# Exercise requirements:
Return, word for word, the lines of the material below starting at the line that contains "Tag the grey" and ending at the line that contains "[(160, 61), (125, 74)]", including both of those lines. Give nothing else.

═════ Provided records ═════

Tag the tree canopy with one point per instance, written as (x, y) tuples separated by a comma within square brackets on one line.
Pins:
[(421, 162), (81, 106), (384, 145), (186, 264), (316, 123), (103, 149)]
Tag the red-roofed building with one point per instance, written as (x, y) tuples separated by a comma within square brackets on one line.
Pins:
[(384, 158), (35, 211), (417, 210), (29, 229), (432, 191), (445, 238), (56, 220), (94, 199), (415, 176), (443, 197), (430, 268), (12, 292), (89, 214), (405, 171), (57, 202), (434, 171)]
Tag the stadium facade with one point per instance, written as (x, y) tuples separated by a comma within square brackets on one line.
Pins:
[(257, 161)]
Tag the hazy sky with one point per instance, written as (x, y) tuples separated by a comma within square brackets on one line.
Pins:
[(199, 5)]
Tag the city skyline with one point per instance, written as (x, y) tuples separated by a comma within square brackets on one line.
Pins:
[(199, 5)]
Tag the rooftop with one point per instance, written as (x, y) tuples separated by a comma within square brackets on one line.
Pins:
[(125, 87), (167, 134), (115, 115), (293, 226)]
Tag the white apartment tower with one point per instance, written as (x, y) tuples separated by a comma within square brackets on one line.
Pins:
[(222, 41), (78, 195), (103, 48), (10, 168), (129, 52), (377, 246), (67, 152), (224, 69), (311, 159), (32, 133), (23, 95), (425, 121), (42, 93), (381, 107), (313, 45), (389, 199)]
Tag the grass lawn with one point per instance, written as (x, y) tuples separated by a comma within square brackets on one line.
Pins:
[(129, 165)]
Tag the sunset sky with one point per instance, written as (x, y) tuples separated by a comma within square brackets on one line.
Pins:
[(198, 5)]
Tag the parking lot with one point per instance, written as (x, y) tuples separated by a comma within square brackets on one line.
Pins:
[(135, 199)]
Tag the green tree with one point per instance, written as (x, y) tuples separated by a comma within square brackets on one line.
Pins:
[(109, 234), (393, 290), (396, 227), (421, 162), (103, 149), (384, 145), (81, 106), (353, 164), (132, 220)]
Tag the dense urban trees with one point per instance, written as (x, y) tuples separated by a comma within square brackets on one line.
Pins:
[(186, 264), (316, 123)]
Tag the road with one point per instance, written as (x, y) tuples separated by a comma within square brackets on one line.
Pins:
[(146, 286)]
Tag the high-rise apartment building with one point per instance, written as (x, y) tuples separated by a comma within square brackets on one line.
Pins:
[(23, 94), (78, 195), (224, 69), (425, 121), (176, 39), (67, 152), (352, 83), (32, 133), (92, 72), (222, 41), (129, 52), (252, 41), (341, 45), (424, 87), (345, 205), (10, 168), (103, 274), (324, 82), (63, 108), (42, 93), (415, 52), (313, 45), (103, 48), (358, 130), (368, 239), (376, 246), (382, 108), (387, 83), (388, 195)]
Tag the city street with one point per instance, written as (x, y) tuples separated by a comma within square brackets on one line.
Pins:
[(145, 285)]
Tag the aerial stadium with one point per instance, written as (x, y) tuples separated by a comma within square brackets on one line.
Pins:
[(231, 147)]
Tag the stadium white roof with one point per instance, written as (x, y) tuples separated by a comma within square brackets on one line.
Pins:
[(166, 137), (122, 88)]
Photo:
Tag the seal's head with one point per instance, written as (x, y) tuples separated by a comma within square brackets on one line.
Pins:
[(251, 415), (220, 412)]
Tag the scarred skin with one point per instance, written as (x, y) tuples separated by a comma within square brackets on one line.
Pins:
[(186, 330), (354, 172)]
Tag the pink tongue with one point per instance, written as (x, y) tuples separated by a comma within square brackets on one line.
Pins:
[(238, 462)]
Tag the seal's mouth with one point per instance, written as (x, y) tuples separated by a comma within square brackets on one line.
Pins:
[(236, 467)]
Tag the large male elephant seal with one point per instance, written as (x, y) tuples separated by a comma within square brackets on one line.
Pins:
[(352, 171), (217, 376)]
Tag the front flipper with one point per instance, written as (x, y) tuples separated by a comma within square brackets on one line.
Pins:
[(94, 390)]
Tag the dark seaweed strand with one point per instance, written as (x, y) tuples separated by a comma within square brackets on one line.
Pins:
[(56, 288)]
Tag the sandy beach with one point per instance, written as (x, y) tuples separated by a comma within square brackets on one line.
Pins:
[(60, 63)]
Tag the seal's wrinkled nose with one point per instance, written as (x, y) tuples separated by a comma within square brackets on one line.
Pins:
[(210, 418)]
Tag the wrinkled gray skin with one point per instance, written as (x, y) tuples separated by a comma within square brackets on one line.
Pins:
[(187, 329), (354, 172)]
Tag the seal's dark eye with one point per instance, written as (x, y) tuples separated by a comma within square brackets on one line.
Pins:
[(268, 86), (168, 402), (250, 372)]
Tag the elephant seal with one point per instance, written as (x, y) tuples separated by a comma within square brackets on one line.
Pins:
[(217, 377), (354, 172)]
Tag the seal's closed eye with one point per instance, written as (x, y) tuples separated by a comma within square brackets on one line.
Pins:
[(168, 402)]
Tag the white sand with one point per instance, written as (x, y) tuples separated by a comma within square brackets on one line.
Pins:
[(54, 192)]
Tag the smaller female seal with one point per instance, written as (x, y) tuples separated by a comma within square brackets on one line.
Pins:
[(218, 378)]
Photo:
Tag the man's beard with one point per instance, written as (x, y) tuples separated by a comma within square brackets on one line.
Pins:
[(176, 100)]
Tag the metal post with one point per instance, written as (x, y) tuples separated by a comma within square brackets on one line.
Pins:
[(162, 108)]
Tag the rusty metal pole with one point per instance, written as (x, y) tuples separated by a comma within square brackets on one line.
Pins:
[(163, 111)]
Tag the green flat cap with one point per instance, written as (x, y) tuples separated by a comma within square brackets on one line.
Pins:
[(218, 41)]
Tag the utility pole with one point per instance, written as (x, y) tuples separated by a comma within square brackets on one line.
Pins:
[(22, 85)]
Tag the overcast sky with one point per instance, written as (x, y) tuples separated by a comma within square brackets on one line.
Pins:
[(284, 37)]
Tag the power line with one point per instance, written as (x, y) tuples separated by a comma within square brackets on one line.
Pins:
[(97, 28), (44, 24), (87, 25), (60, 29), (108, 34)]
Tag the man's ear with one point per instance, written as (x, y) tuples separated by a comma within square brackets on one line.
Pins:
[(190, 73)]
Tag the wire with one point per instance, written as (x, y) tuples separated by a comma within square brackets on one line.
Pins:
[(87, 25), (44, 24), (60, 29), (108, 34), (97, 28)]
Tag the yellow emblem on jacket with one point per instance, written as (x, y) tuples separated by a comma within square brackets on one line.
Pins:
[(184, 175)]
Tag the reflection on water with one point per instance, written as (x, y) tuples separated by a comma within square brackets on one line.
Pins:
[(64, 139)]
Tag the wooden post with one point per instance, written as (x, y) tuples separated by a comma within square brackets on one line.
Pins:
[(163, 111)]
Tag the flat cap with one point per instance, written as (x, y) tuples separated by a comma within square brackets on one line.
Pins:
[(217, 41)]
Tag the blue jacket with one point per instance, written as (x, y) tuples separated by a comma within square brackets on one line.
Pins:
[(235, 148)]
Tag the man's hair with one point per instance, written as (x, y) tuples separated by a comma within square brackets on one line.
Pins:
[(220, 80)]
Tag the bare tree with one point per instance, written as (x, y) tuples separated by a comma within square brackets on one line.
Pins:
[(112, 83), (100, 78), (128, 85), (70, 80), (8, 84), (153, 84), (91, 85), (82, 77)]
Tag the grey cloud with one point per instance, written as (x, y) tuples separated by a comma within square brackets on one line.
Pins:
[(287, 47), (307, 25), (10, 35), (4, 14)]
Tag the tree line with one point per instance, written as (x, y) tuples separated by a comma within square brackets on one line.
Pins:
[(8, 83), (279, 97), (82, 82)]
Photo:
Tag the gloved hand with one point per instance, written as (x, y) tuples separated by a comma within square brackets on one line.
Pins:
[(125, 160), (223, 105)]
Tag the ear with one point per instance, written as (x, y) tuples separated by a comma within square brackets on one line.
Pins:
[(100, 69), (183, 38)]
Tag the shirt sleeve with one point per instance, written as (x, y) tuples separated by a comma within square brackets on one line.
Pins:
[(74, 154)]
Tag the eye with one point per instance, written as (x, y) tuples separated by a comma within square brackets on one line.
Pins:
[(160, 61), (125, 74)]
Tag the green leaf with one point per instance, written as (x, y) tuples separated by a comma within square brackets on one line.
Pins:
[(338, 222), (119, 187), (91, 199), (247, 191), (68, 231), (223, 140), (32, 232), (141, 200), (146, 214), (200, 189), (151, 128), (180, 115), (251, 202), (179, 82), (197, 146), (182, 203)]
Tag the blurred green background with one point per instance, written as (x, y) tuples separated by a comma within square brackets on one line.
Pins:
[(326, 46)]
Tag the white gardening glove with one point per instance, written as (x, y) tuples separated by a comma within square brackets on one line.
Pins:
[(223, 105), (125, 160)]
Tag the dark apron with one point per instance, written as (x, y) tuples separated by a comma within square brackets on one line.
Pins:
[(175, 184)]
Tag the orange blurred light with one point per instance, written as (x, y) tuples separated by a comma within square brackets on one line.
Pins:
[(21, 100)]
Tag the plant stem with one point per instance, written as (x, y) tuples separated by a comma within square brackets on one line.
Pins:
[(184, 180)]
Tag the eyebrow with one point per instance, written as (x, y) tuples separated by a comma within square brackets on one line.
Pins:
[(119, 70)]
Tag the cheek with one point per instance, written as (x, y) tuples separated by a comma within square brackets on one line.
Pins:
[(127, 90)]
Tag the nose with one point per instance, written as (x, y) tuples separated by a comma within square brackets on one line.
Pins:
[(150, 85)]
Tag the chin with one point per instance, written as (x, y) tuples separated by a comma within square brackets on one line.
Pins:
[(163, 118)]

═════

# Answer to the exercise:
Tag the grey cloud with one point per instance, written as (x, y) tuples separated by a comma within square brackets on one line.
Pins:
[(287, 47), (307, 25), (10, 35), (4, 14)]
Tag the tree line with one point per instance, written as (x, y) tuples separated by a comma within square brackets on one line.
Pins:
[(8, 83), (279, 97), (82, 82)]
Photo:
Tag the gloved hand with one point per instance, written as (x, y) tuples separated by a comma within square brackets on one line.
Pins:
[(125, 160), (223, 105)]
Tag the ear with one point per instance, written as (x, y) tuples separated by a comma within square brackets on one line.
Pins:
[(100, 69), (183, 38)]
Tag the shirt sleeve with one point per instance, written as (x, y) tuples separated by a comma within square brackets on one line.
Pins:
[(74, 154)]
Tag the eye with one point per instance, written as (x, y) tuples separated by a comma within square brackets on one line.
Pins:
[(160, 61), (125, 74)]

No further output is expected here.